**Job:**
Exactly repeat the line that contains "Drop one point on every instance of the vegetable", then every line after it up to and including the final line.

**Information provided:**
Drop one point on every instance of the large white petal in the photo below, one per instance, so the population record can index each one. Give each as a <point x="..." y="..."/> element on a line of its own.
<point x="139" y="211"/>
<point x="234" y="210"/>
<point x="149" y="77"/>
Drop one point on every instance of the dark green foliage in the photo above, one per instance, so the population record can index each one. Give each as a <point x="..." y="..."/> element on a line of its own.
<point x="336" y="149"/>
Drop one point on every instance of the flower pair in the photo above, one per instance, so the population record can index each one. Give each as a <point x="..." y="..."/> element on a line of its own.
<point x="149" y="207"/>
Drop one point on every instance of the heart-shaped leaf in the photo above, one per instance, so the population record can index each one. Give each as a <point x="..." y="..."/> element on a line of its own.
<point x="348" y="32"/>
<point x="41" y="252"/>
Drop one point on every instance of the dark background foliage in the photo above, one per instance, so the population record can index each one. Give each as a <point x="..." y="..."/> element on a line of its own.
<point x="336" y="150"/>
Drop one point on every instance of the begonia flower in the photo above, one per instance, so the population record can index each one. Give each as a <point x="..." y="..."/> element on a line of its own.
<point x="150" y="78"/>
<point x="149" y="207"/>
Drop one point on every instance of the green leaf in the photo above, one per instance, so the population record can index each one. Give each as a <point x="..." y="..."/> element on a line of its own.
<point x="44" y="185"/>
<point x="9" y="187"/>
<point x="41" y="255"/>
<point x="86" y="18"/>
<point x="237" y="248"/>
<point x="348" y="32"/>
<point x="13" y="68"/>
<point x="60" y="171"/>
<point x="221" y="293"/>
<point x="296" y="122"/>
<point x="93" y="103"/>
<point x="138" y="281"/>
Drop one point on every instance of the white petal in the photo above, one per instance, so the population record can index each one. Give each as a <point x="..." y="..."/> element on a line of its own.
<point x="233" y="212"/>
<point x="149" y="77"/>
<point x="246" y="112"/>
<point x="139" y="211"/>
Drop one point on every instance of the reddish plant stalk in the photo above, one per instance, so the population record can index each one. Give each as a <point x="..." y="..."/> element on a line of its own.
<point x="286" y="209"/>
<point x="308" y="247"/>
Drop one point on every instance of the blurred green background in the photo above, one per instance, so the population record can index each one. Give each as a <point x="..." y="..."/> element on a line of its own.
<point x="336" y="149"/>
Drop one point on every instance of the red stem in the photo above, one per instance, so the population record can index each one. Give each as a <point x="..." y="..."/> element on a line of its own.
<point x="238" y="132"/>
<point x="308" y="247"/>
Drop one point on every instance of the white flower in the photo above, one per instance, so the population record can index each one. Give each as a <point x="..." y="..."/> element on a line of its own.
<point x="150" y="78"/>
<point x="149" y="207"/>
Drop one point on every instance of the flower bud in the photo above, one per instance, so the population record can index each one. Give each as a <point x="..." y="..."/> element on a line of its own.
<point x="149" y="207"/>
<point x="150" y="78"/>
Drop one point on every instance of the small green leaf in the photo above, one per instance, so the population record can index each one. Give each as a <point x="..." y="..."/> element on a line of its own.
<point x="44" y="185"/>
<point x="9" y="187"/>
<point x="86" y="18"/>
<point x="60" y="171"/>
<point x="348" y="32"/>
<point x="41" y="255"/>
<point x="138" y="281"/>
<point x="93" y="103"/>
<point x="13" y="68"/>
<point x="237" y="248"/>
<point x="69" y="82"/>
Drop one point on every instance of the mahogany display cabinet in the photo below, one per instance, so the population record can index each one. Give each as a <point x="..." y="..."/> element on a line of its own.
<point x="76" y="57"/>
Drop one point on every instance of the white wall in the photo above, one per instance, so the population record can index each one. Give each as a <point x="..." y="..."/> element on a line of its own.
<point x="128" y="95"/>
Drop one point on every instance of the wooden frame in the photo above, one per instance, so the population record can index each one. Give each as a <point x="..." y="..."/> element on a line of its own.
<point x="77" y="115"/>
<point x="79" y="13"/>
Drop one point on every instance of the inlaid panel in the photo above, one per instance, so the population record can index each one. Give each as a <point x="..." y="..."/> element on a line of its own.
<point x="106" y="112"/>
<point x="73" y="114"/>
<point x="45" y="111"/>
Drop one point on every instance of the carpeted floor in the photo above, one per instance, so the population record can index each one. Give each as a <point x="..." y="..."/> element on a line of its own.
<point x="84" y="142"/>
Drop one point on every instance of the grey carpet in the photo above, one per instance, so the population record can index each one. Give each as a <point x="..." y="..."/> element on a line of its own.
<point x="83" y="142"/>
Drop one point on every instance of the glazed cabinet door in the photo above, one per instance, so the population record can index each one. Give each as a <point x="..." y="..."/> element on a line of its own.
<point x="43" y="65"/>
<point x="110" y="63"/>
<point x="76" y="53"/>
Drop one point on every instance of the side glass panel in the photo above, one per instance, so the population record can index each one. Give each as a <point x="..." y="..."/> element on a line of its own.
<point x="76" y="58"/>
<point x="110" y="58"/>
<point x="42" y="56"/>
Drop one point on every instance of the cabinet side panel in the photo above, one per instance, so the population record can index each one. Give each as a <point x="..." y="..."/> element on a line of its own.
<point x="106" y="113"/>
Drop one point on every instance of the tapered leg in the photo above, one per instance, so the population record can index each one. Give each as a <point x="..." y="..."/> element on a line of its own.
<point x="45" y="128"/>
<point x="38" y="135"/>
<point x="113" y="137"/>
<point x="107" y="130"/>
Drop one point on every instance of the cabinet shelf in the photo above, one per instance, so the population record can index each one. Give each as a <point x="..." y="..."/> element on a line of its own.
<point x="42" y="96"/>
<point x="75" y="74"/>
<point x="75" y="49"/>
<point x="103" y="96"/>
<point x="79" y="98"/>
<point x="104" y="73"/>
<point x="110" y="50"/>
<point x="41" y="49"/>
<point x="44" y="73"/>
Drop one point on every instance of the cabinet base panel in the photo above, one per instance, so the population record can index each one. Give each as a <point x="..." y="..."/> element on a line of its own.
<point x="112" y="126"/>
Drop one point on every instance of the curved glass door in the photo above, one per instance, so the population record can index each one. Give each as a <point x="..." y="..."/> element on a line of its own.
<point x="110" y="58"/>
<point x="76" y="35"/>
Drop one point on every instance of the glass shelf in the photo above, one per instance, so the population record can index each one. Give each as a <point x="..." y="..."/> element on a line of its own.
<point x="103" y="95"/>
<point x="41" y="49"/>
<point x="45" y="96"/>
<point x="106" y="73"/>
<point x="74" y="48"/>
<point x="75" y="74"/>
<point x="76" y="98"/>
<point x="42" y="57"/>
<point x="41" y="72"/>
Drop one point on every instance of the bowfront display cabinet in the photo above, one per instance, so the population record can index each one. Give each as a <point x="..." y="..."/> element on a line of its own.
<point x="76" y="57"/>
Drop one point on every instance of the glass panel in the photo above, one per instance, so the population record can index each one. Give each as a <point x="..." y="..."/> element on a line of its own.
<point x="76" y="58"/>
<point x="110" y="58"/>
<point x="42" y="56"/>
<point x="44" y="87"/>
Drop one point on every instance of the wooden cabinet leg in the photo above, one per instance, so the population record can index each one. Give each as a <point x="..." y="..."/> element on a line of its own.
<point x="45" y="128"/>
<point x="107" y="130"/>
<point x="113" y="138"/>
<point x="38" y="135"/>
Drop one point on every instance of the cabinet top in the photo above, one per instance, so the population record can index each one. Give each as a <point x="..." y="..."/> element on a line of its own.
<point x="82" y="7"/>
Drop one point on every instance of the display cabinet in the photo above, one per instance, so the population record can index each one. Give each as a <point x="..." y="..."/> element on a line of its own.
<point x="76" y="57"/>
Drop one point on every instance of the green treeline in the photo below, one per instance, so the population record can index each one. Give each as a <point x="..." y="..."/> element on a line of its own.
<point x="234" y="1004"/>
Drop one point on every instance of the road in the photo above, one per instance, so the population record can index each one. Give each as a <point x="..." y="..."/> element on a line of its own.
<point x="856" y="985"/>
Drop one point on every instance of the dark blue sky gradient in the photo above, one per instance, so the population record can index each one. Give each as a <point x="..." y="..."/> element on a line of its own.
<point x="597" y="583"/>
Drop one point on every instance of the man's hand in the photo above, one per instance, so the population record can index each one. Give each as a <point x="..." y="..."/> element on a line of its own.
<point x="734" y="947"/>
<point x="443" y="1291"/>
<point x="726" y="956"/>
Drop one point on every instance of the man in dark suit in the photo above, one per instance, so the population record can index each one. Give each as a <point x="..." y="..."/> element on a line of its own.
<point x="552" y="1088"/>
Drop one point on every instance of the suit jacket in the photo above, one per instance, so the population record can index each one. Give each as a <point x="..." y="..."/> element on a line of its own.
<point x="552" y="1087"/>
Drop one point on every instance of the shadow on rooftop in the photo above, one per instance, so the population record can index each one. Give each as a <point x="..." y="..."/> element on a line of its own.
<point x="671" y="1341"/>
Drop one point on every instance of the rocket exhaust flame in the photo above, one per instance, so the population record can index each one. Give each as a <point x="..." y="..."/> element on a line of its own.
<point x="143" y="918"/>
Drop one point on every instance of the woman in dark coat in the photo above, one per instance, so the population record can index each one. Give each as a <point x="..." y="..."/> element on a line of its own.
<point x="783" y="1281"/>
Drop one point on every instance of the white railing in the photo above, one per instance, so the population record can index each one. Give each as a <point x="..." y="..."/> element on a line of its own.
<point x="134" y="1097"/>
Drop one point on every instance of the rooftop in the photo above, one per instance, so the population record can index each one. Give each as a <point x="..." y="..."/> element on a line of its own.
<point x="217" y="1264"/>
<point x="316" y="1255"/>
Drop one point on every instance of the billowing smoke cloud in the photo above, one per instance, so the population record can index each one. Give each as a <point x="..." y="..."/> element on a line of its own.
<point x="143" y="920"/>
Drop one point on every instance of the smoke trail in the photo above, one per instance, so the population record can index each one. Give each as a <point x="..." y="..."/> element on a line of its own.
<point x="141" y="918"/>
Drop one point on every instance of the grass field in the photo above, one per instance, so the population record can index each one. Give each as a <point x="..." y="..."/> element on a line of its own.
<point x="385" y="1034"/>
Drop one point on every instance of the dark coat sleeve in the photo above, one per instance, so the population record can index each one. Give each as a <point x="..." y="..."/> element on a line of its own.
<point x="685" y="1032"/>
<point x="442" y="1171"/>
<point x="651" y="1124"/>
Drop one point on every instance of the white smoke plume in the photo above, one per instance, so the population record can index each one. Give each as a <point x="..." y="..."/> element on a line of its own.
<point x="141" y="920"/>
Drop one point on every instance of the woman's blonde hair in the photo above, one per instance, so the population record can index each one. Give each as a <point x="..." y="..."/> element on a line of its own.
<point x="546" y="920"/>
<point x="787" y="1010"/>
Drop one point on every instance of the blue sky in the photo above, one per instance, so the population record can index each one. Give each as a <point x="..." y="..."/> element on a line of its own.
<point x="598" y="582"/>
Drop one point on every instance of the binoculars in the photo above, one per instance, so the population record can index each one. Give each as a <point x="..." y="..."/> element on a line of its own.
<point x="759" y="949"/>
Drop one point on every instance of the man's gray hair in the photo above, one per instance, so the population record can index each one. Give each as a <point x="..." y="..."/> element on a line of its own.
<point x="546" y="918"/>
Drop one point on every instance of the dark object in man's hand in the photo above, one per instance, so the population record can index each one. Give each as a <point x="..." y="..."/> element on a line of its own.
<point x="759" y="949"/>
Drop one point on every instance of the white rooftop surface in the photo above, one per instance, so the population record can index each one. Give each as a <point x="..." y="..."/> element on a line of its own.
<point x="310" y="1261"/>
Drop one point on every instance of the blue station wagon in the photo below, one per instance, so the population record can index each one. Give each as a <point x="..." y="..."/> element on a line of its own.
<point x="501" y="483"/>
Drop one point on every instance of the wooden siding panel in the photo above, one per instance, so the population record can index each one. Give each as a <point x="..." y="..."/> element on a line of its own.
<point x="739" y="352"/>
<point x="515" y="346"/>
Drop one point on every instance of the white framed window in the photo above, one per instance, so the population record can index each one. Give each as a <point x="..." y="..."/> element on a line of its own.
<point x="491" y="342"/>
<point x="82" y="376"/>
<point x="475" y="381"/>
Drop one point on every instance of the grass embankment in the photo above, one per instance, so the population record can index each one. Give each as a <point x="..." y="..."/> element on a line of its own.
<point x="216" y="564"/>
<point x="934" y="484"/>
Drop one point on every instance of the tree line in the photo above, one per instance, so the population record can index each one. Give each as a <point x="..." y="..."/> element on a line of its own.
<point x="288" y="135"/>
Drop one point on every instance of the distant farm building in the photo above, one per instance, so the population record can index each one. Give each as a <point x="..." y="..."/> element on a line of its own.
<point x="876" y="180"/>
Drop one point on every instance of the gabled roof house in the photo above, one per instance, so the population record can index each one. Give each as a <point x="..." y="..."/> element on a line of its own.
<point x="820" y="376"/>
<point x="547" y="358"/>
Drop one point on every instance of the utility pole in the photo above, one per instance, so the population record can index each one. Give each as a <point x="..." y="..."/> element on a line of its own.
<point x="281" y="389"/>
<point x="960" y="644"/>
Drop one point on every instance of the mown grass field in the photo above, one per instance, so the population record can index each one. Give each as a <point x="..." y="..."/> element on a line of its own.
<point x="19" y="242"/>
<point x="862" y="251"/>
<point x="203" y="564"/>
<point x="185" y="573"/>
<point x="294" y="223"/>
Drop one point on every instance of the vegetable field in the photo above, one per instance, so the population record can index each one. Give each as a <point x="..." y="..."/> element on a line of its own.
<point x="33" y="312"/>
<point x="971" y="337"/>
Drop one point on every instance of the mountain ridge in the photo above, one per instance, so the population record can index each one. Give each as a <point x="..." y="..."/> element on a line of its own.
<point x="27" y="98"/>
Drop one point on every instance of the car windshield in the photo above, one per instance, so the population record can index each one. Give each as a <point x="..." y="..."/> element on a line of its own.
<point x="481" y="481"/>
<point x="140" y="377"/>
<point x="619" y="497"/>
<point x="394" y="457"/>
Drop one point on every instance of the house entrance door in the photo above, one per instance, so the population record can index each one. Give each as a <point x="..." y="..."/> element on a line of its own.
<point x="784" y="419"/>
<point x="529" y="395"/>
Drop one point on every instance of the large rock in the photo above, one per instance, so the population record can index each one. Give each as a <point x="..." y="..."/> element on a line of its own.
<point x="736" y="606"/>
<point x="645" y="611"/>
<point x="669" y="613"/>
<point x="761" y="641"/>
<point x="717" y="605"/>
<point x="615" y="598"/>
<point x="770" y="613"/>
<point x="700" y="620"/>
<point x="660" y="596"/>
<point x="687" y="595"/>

**Answer to the problem:**
Drop one point on every instance of the vegetable field in the photo above, one per instance, so the population record can index each one. Give each as a <point x="..." y="..."/> element on a line of its own.
<point x="33" y="312"/>
<point x="971" y="337"/>
Drop one point on every instance of the mountain ridge in the photo above, one per instance, so the population record can index each one. Give each as a <point x="..." y="..."/> element on a line of its own.
<point x="27" y="98"/>
Drop one point on every instance of the car windshield in the photo above, one per instance, so the population record can index each one. Give each as a <point x="..." y="..."/> element on a line of its own.
<point x="481" y="481"/>
<point x="140" y="377"/>
<point x="619" y="497"/>
<point x="394" y="457"/>
Drop one point on every instance of the house entrance door in the photo above, one per instance, so the population record can index each one. Give each as a <point x="..." y="..."/> element on a line of its own.
<point x="784" y="419"/>
<point x="529" y="395"/>
Drop one point on every instance of the large rock in the photo above, one per instance, so the population record can index each one. Give each as a <point x="..." y="..."/> element on a line of its own.
<point x="736" y="606"/>
<point x="645" y="611"/>
<point x="669" y="613"/>
<point x="761" y="641"/>
<point x="717" y="605"/>
<point x="615" y="598"/>
<point x="770" y="613"/>
<point x="700" y="620"/>
<point x="660" y="596"/>
<point x="687" y="595"/>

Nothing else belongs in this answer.